*** Provided records ***

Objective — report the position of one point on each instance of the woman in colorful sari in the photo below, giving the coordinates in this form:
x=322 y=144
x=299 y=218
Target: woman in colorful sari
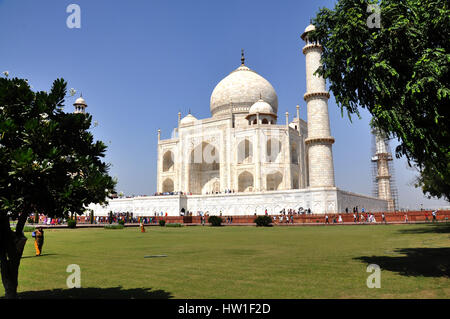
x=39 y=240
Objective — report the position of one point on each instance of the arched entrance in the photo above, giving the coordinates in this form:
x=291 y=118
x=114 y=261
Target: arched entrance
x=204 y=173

***
*** Provided records ***

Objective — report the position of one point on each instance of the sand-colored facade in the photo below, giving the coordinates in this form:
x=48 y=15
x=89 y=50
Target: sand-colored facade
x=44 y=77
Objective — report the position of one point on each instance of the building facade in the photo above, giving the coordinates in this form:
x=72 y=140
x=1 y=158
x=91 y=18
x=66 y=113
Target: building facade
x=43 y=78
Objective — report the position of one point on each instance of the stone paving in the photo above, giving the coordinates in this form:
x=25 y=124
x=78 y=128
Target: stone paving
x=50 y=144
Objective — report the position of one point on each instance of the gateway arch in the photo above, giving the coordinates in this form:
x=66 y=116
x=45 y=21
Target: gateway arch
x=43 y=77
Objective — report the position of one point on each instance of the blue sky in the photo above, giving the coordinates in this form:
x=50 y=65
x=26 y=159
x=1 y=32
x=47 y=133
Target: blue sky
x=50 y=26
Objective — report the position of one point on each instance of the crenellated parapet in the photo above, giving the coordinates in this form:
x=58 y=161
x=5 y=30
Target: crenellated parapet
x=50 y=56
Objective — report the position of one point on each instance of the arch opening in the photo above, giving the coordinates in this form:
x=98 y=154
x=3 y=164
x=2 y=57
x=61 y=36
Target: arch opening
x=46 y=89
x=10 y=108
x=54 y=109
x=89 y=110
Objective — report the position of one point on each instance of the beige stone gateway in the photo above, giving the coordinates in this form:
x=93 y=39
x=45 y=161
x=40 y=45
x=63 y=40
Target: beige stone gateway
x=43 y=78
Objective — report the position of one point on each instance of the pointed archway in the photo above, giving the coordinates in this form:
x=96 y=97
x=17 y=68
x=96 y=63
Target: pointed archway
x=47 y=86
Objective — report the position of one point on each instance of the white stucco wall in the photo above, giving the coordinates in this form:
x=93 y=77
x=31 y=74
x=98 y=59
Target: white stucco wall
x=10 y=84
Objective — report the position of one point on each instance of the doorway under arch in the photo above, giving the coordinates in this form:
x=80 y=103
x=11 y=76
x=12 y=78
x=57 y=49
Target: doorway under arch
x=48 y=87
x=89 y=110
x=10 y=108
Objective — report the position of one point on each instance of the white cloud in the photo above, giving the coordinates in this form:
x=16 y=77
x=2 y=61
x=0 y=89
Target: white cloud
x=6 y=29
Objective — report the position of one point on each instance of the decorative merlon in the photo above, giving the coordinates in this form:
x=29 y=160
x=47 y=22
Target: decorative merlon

***

Problem statement. Pick out each line of the records above that contains the string "woman", treating uppercase and lowercase as different.

In response.
Objective — report the position of one point on each instance of the woman in colorful sari in the photo below, giving the coordinates in this form:
Target: woman in colorful sari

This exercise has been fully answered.